_Problem to work on:_ Look for the word "query" in the entries and copy each line where it appears.

_Saved entries:_
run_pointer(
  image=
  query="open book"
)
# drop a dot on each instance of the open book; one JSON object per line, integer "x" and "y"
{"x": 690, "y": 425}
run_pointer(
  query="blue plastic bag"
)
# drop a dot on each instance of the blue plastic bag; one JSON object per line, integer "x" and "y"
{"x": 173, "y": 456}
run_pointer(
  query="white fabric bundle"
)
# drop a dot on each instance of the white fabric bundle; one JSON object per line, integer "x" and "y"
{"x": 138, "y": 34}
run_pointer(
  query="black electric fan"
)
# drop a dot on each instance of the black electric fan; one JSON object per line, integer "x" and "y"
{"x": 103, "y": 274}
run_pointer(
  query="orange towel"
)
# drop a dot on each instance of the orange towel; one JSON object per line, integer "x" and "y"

_Result for this exercise:_
  query="open book"
  query="blue plastic bag"
  query="white fabric bundle"
  query="black electric fan"
  query="orange towel"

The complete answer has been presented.